(EXERCISE REQUIREMENTS):
For this exercise, restate word for word only the lines from the one containing "the green foliage." through the last line below. Pictures do not get copied.

(Region pointing data)
══════════
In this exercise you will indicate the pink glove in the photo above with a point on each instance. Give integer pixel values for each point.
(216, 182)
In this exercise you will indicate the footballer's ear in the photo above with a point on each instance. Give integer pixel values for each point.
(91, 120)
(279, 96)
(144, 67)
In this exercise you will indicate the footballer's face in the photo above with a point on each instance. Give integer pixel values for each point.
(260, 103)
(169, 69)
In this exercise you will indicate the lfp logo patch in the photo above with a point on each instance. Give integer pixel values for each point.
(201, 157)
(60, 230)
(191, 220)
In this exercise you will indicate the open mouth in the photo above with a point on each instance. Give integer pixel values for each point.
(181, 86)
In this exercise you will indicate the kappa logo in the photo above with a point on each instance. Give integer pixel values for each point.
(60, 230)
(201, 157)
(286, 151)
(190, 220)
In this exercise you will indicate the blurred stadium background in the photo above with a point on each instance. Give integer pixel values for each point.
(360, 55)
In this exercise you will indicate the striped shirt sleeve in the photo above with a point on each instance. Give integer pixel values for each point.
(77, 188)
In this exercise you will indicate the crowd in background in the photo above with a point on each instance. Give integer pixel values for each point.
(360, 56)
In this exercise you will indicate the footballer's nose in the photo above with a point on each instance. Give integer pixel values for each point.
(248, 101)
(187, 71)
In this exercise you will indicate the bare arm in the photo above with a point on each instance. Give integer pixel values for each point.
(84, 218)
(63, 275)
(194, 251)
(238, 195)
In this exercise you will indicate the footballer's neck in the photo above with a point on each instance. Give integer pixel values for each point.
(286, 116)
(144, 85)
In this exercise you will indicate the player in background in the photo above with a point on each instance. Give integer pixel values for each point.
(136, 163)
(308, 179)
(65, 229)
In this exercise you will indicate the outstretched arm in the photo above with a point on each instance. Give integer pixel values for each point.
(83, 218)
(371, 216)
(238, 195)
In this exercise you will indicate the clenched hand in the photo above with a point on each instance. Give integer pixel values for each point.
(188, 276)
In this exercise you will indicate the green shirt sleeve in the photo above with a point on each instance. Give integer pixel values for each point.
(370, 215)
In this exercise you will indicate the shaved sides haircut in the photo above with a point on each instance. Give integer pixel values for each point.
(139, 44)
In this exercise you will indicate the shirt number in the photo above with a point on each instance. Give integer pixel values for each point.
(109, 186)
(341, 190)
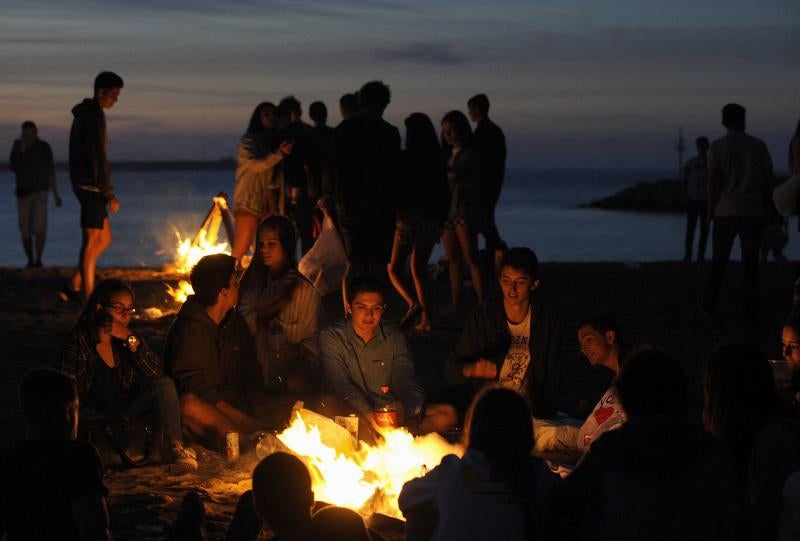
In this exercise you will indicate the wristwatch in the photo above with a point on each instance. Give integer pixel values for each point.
(132, 342)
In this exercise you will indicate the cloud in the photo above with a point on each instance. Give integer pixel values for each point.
(433, 53)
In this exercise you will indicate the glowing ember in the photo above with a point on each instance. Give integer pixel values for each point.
(189, 251)
(368, 480)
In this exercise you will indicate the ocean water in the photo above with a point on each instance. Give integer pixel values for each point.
(538, 208)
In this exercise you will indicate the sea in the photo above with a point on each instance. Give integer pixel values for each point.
(538, 208)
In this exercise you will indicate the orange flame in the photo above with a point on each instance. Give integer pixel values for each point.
(369, 479)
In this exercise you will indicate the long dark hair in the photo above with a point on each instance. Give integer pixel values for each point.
(461, 125)
(257, 272)
(103, 291)
(420, 134)
(499, 424)
(255, 125)
(740, 397)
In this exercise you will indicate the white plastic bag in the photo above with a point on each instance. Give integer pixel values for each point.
(324, 264)
(785, 196)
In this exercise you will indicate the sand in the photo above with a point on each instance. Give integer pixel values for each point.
(654, 302)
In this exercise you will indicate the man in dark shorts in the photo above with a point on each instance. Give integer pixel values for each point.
(364, 156)
(32, 162)
(51, 485)
(490, 143)
(91, 180)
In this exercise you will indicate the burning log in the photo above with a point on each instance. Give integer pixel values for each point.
(204, 242)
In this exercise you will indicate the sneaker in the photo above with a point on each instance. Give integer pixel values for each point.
(184, 460)
(68, 294)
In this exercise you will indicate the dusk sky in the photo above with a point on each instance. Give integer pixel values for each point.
(572, 83)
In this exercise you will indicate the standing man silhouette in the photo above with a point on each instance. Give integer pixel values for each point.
(90, 174)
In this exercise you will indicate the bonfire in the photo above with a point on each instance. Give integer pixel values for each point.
(205, 242)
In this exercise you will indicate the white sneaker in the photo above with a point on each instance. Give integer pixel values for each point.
(184, 460)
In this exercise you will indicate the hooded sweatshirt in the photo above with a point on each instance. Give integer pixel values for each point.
(88, 165)
(214, 362)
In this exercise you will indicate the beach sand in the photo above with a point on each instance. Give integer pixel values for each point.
(655, 303)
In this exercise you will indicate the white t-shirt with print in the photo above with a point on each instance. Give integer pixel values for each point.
(606, 415)
(515, 367)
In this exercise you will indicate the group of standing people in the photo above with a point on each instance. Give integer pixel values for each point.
(389, 203)
(729, 184)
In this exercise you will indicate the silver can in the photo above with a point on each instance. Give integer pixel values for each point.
(232, 446)
(350, 423)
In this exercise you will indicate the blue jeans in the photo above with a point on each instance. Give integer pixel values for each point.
(159, 397)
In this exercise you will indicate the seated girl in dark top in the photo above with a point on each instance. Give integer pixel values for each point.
(117, 374)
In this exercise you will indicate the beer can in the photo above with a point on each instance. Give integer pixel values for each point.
(350, 423)
(385, 417)
(232, 446)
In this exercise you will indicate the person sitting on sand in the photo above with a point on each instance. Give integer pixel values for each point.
(743, 408)
(281, 501)
(211, 355)
(790, 351)
(117, 373)
(283, 311)
(368, 366)
(658, 476)
(334, 523)
(497, 490)
(599, 338)
(51, 485)
(511, 339)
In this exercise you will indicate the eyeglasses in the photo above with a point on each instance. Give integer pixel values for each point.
(121, 309)
(789, 348)
(377, 309)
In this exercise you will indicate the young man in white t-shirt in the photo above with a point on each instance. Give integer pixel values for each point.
(599, 341)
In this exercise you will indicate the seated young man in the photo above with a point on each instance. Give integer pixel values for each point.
(210, 354)
(51, 486)
(511, 339)
(599, 338)
(368, 365)
(283, 311)
(658, 476)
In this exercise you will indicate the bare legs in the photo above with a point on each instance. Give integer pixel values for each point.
(94, 243)
(420, 253)
(459, 243)
(246, 226)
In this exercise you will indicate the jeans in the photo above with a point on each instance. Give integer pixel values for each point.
(726, 229)
(696, 210)
(160, 397)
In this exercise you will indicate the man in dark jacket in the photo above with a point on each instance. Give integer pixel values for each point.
(490, 143)
(211, 355)
(365, 151)
(657, 477)
(32, 162)
(513, 340)
(91, 180)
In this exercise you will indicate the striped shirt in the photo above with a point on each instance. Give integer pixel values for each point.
(289, 338)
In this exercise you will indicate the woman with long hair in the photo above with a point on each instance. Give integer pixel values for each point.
(496, 491)
(743, 408)
(463, 217)
(259, 183)
(421, 211)
(117, 373)
(283, 310)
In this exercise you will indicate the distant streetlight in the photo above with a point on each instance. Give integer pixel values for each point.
(680, 146)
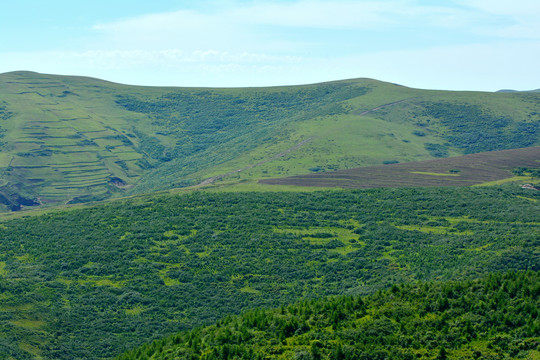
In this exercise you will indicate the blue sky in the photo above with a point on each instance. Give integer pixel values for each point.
(454, 45)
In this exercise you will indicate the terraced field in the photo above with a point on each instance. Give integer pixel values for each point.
(72, 139)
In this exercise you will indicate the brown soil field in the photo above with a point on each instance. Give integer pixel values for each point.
(464, 170)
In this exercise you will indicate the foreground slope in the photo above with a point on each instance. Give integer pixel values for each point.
(496, 317)
(96, 282)
(73, 139)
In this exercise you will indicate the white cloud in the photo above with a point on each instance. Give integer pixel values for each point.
(261, 43)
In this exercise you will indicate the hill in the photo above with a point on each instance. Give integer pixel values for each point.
(467, 170)
(492, 318)
(74, 139)
(98, 281)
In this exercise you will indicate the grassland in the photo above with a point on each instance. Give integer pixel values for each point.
(64, 139)
(488, 168)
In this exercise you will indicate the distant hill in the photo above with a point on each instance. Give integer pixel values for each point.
(492, 318)
(73, 139)
(467, 170)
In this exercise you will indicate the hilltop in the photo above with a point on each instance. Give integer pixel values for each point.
(73, 139)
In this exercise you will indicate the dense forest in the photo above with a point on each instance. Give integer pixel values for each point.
(98, 281)
(496, 317)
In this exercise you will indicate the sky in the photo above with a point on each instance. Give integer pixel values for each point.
(483, 45)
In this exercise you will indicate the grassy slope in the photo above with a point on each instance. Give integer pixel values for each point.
(467, 170)
(493, 318)
(95, 282)
(65, 138)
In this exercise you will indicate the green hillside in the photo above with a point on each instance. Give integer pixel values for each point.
(73, 139)
(493, 167)
(99, 281)
(496, 317)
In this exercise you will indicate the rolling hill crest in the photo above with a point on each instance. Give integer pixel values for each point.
(73, 139)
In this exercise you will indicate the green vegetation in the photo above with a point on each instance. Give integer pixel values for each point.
(525, 171)
(489, 168)
(97, 281)
(66, 139)
(496, 317)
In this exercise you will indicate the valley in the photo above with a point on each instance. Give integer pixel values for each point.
(352, 219)
(66, 140)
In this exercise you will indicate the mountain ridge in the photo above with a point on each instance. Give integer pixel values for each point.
(70, 139)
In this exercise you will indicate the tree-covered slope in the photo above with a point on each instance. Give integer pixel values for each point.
(96, 282)
(497, 317)
(73, 139)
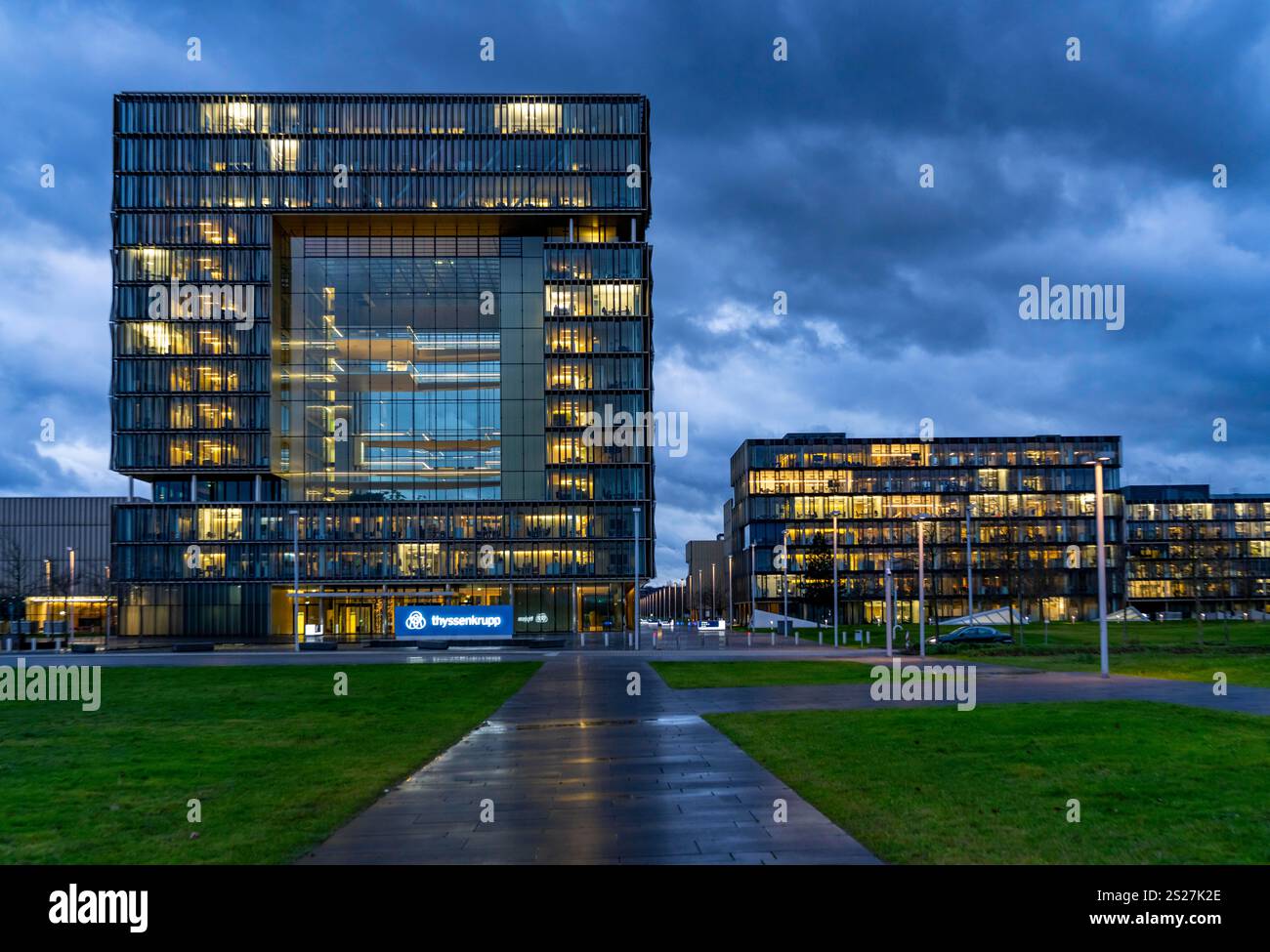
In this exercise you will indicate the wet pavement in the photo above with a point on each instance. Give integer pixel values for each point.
(578, 770)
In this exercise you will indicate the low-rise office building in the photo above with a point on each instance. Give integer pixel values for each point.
(55, 558)
(1192, 551)
(1008, 521)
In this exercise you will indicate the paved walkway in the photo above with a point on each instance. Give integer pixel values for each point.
(580, 772)
(995, 684)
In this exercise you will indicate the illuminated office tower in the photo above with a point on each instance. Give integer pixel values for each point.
(394, 315)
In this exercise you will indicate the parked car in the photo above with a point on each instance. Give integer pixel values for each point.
(973, 635)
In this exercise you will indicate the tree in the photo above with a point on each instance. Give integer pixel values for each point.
(818, 575)
(17, 579)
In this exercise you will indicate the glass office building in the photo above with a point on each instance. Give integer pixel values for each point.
(1032, 524)
(394, 315)
(1194, 553)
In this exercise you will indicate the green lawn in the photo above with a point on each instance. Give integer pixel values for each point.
(1243, 668)
(1157, 783)
(1146, 634)
(753, 674)
(1080, 634)
(277, 760)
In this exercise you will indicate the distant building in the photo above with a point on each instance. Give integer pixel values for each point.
(55, 557)
(707, 579)
(1192, 551)
(1024, 503)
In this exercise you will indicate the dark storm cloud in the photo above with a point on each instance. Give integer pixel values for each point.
(798, 177)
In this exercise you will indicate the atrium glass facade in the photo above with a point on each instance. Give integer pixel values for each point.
(1032, 527)
(392, 313)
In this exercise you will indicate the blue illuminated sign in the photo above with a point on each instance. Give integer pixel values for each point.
(452, 622)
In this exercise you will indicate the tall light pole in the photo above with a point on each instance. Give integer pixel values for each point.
(729, 593)
(921, 580)
(785, 580)
(1103, 559)
(836, 515)
(753, 585)
(888, 605)
(70, 591)
(635, 593)
(295, 591)
(969, 566)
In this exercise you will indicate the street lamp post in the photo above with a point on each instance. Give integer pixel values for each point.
(635, 598)
(836, 515)
(889, 607)
(729, 593)
(921, 582)
(969, 566)
(295, 591)
(70, 592)
(1103, 559)
(785, 579)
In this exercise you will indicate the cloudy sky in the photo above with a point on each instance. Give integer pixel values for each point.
(798, 177)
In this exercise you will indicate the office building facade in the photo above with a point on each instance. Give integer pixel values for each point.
(393, 316)
(1032, 524)
(1193, 553)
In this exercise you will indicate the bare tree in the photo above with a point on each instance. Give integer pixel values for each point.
(17, 580)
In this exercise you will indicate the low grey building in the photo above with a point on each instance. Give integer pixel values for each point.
(55, 555)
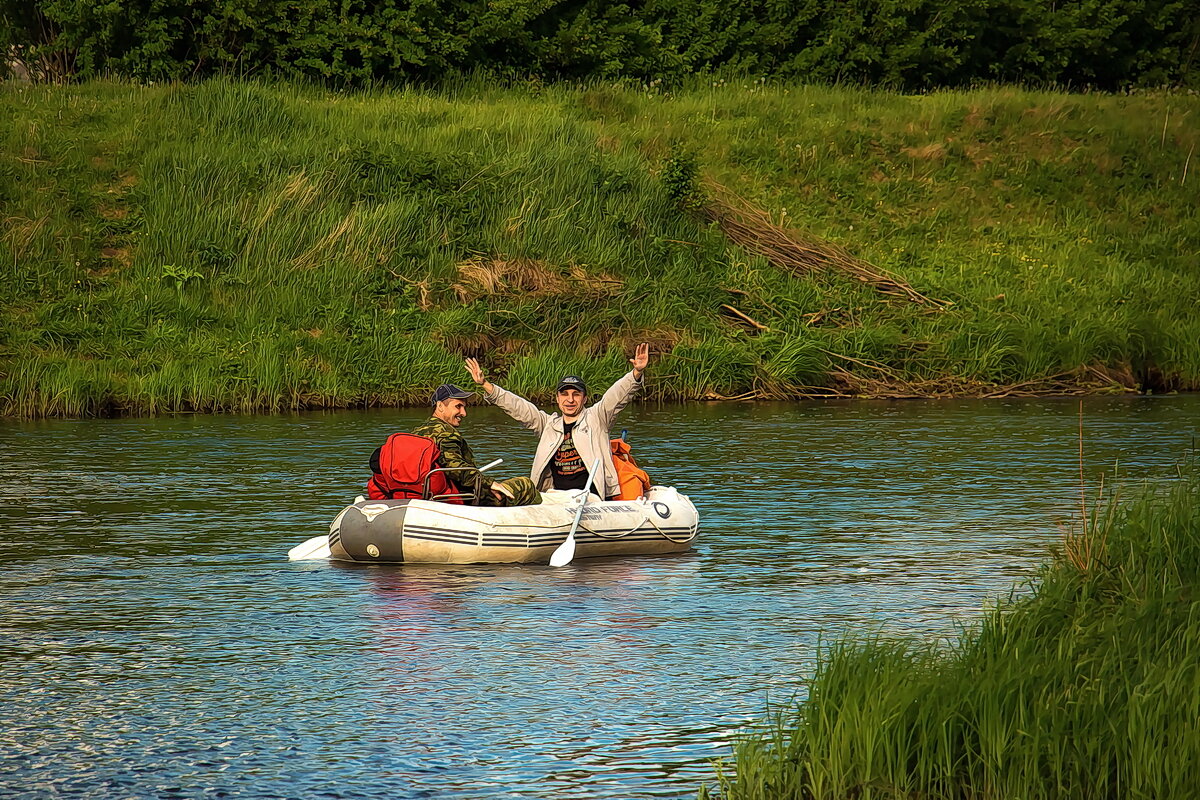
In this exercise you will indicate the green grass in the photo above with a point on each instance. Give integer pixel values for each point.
(239, 246)
(1086, 687)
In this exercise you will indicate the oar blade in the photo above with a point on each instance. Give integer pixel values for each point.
(564, 553)
(315, 548)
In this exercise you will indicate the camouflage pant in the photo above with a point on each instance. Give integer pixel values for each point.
(525, 493)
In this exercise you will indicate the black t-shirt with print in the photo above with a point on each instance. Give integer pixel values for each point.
(567, 465)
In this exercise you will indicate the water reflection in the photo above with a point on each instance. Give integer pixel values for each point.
(155, 642)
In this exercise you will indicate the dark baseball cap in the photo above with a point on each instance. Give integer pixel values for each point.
(571, 382)
(449, 391)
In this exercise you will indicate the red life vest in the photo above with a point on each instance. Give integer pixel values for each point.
(400, 468)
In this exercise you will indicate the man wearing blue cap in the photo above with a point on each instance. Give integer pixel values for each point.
(575, 437)
(449, 411)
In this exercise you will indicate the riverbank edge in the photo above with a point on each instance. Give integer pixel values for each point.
(109, 408)
(763, 329)
(1063, 692)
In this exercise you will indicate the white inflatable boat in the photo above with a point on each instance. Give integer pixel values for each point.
(389, 531)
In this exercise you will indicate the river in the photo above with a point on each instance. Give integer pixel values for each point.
(156, 642)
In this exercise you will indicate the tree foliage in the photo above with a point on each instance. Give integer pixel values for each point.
(901, 43)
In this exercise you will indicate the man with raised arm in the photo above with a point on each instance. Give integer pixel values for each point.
(571, 439)
(449, 411)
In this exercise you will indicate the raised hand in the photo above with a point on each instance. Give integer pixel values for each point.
(641, 358)
(477, 372)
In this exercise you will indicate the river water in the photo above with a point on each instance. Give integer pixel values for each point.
(156, 642)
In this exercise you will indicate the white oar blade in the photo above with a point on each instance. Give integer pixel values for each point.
(564, 553)
(315, 548)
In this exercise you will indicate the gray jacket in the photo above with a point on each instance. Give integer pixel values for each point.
(591, 432)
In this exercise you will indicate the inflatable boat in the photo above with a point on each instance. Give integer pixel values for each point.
(427, 531)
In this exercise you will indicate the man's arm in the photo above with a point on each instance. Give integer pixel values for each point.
(515, 405)
(623, 391)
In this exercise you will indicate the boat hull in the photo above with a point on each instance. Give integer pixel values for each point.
(393, 531)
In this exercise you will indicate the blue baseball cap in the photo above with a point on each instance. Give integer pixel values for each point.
(571, 382)
(449, 391)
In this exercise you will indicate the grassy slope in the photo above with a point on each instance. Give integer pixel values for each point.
(1089, 687)
(238, 246)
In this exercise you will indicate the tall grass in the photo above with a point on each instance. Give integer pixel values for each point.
(1087, 687)
(249, 246)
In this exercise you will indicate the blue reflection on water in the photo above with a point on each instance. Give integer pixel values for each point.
(156, 643)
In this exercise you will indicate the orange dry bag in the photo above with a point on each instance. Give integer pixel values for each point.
(634, 480)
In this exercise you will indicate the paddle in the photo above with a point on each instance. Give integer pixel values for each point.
(565, 552)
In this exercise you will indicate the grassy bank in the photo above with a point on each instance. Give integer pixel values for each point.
(1090, 687)
(231, 246)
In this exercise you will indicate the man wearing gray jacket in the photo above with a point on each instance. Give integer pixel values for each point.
(571, 439)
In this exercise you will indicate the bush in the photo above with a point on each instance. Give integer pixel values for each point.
(901, 43)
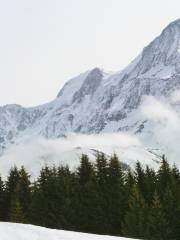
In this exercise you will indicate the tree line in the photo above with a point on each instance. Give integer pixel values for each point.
(101, 197)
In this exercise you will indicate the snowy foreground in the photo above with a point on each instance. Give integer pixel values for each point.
(13, 231)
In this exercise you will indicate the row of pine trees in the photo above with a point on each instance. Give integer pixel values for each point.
(102, 198)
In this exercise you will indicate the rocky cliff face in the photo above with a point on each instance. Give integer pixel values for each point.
(96, 102)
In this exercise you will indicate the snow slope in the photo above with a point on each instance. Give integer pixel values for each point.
(12, 231)
(96, 103)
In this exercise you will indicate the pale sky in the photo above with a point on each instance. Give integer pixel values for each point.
(44, 43)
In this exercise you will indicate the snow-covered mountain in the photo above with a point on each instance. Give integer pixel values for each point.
(13, 231)
(98, 102)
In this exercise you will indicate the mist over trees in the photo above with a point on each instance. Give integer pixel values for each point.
(102, 198)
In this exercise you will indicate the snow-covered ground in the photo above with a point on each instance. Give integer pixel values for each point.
(12, 231)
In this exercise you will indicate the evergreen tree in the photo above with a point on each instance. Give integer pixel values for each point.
(136, 216)
(16, 213)
(157, 224)
(117, 196)
(10, 188)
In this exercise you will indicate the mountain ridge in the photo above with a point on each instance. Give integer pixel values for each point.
(97, 102)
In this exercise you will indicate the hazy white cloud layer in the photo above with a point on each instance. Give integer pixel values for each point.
(165, 126)
(37, 152)
(162, 131)
(46, 42)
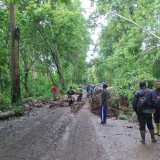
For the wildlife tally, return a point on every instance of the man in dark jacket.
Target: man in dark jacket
(157, 108)
(104, 104)
(70, 94)
(145, 115)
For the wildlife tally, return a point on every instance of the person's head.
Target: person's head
(105, 86)
(142, 84)
(158, 84)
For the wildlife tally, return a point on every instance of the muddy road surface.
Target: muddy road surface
(57, 134)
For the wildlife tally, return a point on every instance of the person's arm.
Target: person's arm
(154, 100)
(135, 101)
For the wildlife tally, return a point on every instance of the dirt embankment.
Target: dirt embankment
(54, 133)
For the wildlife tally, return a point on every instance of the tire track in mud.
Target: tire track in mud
(43, 131)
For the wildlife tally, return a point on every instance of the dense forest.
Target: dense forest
(129, 44)
(45, 42)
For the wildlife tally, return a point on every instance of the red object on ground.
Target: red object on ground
(61, 91)
(54, 89)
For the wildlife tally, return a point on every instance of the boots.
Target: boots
(143, 136)
(153, 136)
(157, 129)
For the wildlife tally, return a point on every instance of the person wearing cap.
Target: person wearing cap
(157, 108)
(104, 104)
(144, 115)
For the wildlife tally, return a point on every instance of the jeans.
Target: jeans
(156, 117)
(103, 114)
(145, 118)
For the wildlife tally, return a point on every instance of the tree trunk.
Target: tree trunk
(1, 85)
(58, 65)
(48, 71)
(15, 71)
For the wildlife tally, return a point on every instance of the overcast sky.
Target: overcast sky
(86, 4)
(89, 9)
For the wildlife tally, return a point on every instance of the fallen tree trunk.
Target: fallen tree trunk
(6, 115)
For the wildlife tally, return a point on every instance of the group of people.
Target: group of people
(91, 90)
(146, 104)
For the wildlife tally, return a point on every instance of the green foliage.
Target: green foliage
(47, 28)
(124, 61)
(19, 110)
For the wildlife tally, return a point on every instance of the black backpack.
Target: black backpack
(143, 101)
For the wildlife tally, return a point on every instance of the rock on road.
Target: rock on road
(58, 134)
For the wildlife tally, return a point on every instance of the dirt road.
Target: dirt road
(58, 134)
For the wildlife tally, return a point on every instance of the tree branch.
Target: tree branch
(136, 24)
(154, 47)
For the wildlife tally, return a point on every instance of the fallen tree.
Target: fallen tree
(6, 115)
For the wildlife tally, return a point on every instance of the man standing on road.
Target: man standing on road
(157, 108)
(70, 93)
(54, 89)
(143, 104)
(104, 104)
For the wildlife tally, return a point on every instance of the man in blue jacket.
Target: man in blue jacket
(145, 115)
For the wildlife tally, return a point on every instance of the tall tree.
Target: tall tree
(15, 70)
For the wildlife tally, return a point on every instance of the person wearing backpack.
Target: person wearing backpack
(105, 96)
(157, 108)
(143, 105)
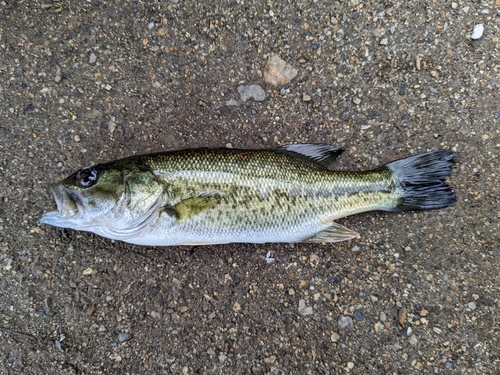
══════════
(SOLUTION):
For the wildlife tally, return a point on every instance of the green foliage.
Target: green foliage
(47, 28)
(124, 61)
(19, 110)
For the wildlife tally, return a point on every instance of the black backpack.
Target: black backpack
(143, 101)
For the wildlife tally, return a point on every instance of the rock on road.
Target: rock on road
(58, 134)
For the wildlife tally, return a point on every instance of the dirt road.
Target: dirt road
(58, 134)
For the wildlife tally, return a point on every instance of the tree branch.
Target: tree branch
(136, 24)
(154, 47)
For the wildlife tally, return a point on every instance of the fallen tree.
Target: fallen tree
(6, 115)
For the wildlife tally, return a point on every instance of the man standing on road.
Target: man standing on road
(157, 108)
(70, 93)
(54, 89)
(143, 104)
(104, 104)
For the wildlife tally, return a point on every instance of the man in blue jacket.
Target: man in blue jacket
(145, 115)
For the wildlife tally, return a point on every instance of the tall tree.
Target: tall tree
(15, 70)
For the wildlife tally, return a point on every instance of the person wearing backpack.
Target: person wearing backpack
(105, 96)
(157, 108)
(143, 105)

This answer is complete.